Work to complete –
Can you switch every "photo" to "image" throughout the records below, keeping everything else as it is and leaving the pictures out of your answer?

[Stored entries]
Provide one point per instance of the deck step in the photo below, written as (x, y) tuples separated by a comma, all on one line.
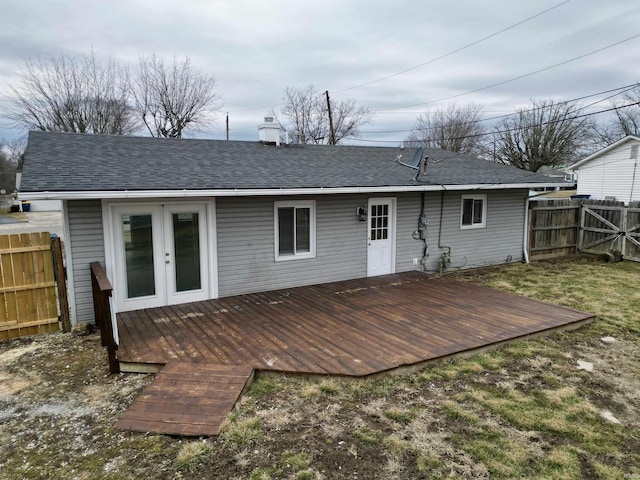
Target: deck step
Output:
[(189, 399)]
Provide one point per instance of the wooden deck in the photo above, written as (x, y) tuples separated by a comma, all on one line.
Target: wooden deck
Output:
[(351, 328), (187, 399)]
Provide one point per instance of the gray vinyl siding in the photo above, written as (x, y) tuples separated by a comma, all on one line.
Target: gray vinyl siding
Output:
[(246, 253), (502, 240), (245, 240), (87, 245)]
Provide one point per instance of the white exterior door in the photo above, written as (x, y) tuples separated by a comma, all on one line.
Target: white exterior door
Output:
[(381, 236), (161, 254)]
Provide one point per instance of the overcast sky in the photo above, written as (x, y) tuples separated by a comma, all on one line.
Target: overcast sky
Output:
[(352, 48)]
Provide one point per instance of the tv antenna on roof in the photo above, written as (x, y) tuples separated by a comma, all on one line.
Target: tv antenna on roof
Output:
[(415, 162)]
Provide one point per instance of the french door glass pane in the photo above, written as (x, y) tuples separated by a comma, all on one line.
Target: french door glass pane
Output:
[(303, 230), (186, 241), (285, 231), (467, 211), (137, 235), (379, 222)]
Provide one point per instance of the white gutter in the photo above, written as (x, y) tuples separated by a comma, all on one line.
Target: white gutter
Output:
[(252, 192)]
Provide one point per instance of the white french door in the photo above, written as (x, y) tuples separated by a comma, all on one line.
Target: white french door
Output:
[(161, 254), (381, 236)]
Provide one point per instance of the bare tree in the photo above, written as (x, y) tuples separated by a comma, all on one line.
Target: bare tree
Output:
[(10, 156), (171, 97), (305, 113), (70, 94), (456, 128), (550, 133), (624, 121)]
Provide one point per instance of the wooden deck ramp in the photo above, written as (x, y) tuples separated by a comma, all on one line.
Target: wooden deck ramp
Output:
[(189, 399)]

Solution to this exercise –
Provide one point per instance of the deck step in the image below, written as (x, y) tuples separated by a comma, all on one line.
Target: deck step
Output:
[(189, 399)]
Provide one point per instance of the wooden deck in the image above, written as (x, y) tuples separated by a comma, all on one line.
Target: wooden deck
Output:
[(351, 328), (187, 399)]
Provide one point per instance of the gray vinyl siding in the image above, written as (x, y) tuples separated by a comma, all on one line.
Target: gray vinyl siding
Output:
[(246, 253), (502, 240), (245, 240), (87, 245)]
Provide one point per instance of the white exterior door in the image above, written as (x, y) tuples separated by a comma, all on one line.
Target: white exterior door
Output:
[(381, 236), (161, 254)]
Provide one point per instance of the overcast sky in the image above, written as (x, y) tuples separated by a comma, all on one line.
Target: overcast sky
Output:
[(352, 48)]
Provide one point per instance of the tv antenna on roof in the image above, written as (x, y) tuples separated by a comma, all on one line.
Target: tv antenna on roof
Output:
[(415, 162)]
Provide one point per instance of the french door glass pane in the image above, written as (x, y) tuples separated by a comma, all on one line.
Target: french door glass pane
Output:
[(303, 230), (186, 241), (285, 231), (467, 211), (137, 235), (379, 222)]
Provide one point per instance of the white gutter in the image above, written as (x, y) tuples separated by a comma, all on one line.
Target: white gutter
Output:
[(252, 192)]
Provide one point per instance of the white french door in the image above, written as (x, y) tuples separated by a comma, all on one line.
Target: white french door
Output:
[(161, 254), (381, 236)]
Provide one point per instance of the bare tree in the image above, written as (x, y) tuples separated by a comma, all on one line.
Target: bare tree
Output:
[(10, 156), (171, 97), (305, 113), (70, 94), (456, 128), (550, 133), (624, 121)]
Provide one point per instance of the wooden deck ramp in the image above, written as (x, y) tuples separated by a comma, all on one line.
Target: wooden deck ramp
Output:
[(189, 399)]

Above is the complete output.